Extrait:
========================================================================
Il n'existe pas une ville au monde dans laquelle on puisse passer le temps aussi délicieusement qu'à Rome, y fût-on privé de toutes les ressources qu'offre la société. La promenade seule dans ces murs est une jouissance; car on ne se lasse point de revoir ce Colysée, ce Capitole, ce Panthéon, cette place Saint-Pierre avec sa colonnade, sa superbe pyramide, ses belles fontaines que le soleil éclaire d'une manière si magnifique, que souvent l'arc-en-ciel se joue sur celle qui est à droite en entrant. Cette place est d'un effet surprenant au coucher du soleil et au clair de lune; que ce fût ou non mon chemin, je me plaisais alors à la traverser.
Ce qui m'a beaucoup étonnée à Rome, c'est de trouver le dimanche matin au Colysée une quantité de femmes des plus basses classes extraordinairement parées, couvertes de bijoux, et portant aux oreilles d'énormes girandoles en diamans faux. C'est aussi dans cette toilette qu'elles se rendent à l'église, suivies d'un domestique, qui, très souvent, n'est autre que leur mari ou leur amant, dont l'état est presque toujours celui de valet de place. Ces femmes ne font rien dans leur ménage; leur paresse est telle, qu'elles vivent misérables et deviennent pour la plupart des femmes publiques. On les voit à leurs fenêtres dans les rues de Rome, coiffées avec des fleurs, des plumes, fardées de rouge et de blanc; le haut de leur corsage, que l'on aperçoit, annonce une fort grande parure; en sorte qu'un amateur novice, qui veut faire connaissance avec elles, est tout surpris, quand il entre dans leurs chambres, de les trouver seulement vêtues d'un jupon sale. Les plaisantes Romaines dont je parle n'en jouent pas moins les grandes dames, et quand le temps de se rendre aux villa arrive, elles ferment avec soin leurs volets, pour faire croire qu'elles sont aussi parties pour la campagne.
========================================================================
Entrées d'étiquetage de la position des objets

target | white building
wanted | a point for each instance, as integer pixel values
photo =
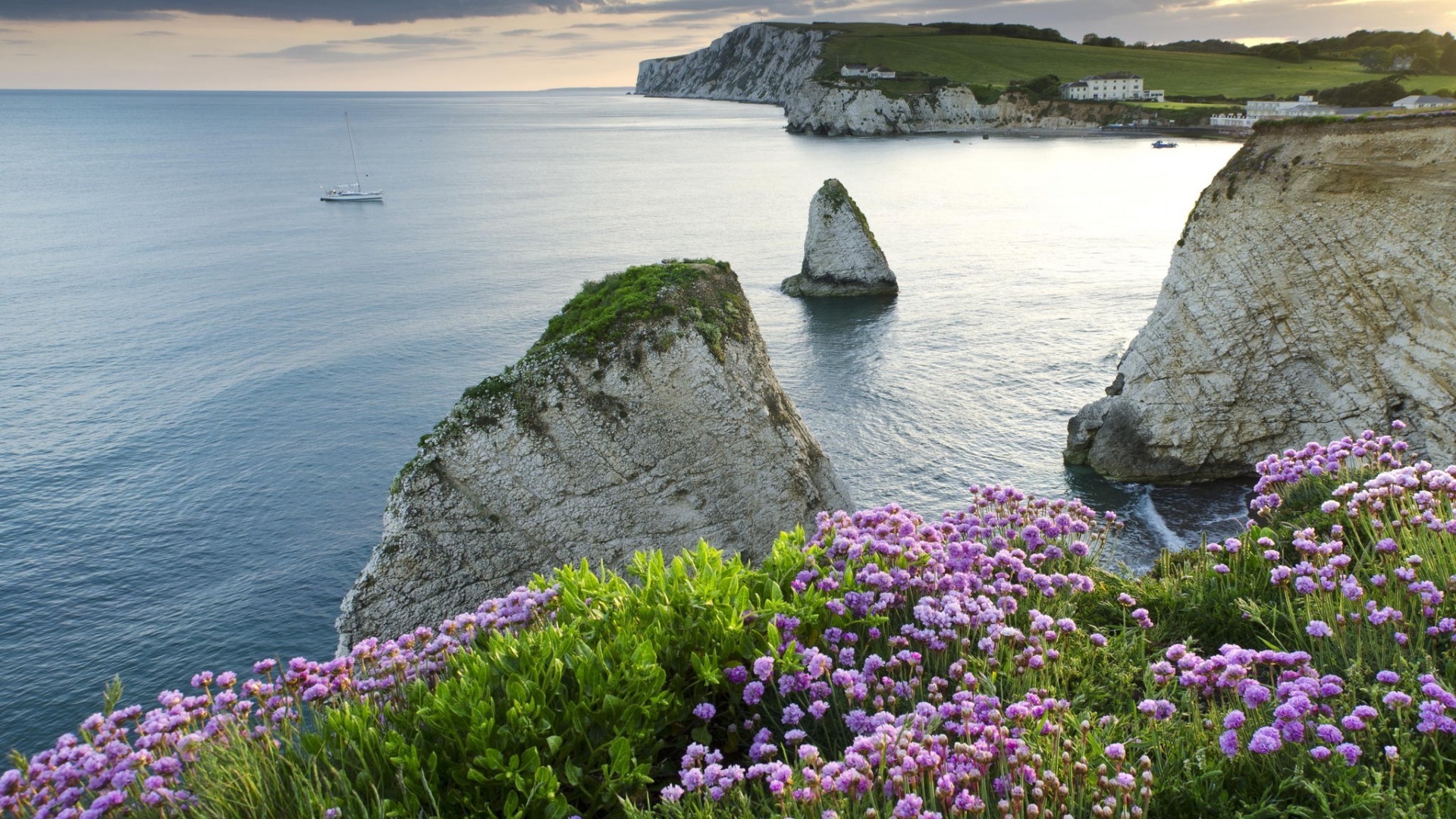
(861, 71)
(1421, 101)
(1257, 110)
(1119, 85)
========================================================================
Exercices:
1. Traduisez en anglais cette phrase de l'extrait sur Rome : « Cette place est d'un effet surprenant au coucher du soleil et au clair de lune; que ce fût ou non mon chemin, je me plaisais alors à la traverser. »
2. Rédigez la suite de l'extrait sur Rome à partir de sa dernière phrase.

Réponses par exercice:
1. This square makes a striking impression at sunset and by moonlight; whether or not it lay on my way, I enjoyed crossing it at those times.

2.
On m'a assuré que toutes les femmes à Rome avaient sur elles un poignard; je ne crois cependant pas que les grandes dames en portent; mais il est certain que la femme de Denis le peintre en paysage, chez qui j'ai logé, et qui était Romaine, m'a fait voir celui qu'elle portait constamment. Quant aux hommes du peuple, ils ne marchent jamais sans en être munis, ce qui amène souvent des accidens bien graves. Trois jours après mon arrivée, par exemple, j'entendis le soir, dans la rue, des cris suivis d'un grand tumulte. J'envoyai savoir ce qui se passait, et l'on revint me dire qu'un homme venait d'en tuer un autre avec son poignard. Comme ces manières d'agir m'effrayaient beaucoup pour les étrangers, on m'assura que les étrangers n'avaient rien à craindre, qu'il ne s'agissait jamais que de vengeance entre compatriotes. Dans le cas dont il est question notamment, il y avait dix ans que l'assassin et l'homme assassiné s'étaient pris de querelle: le premier venait de reconnaître son adversaire, et l'avait frappé de son poignard; ce qui prouve combien de temps un Italien peut conserver sa rancune.
À coup sûr, les moeurs de la classe élevée sont plus douces, car la haute société est à peu près la même dans toute l'Europe. Toutefois, j'en serais assez mauvais juge; car à l'exception des rapports relatifs à mon art, et des invitations qui m'étaient adressées pour des réunions nombreuses, j'ai eu peu de moyens de connaître les grandes dames romaines. Il m'est arrivé ce qui arrive naturellement à tout exilé, c'est de rechercher à Rome, pour société intime, celle de mes compatriotes. Pendant les années 1789 et 1790, cette ville était pleine d'émigrés français que je connaissais pour la plupart, ou avec lesquels je fis bientôt connaissance. Au nombre de ces voyageurs, qui plus tôt ou plus tard venaient de quitter la France, je citerai le duc et la duchesse de Fitz-James avec leur fils, que nous voyons jouir aujourd'hui d'une si belle célébrité, la famille des Polignac; je m'abstins néanmoins de fréquenter ceux-ci, dans la crainte d'exciter la calomnie; car on n'aurait pas manqué de dire que je complotais avec eux, et je crus devoir éviter cela en considération des parens et des amis que j'avais laissés en France. Nous vîmes arriver aussi la princesse Joseph Monaco, la duchesse de Fleury, et une foule d'autres personnes marquantes.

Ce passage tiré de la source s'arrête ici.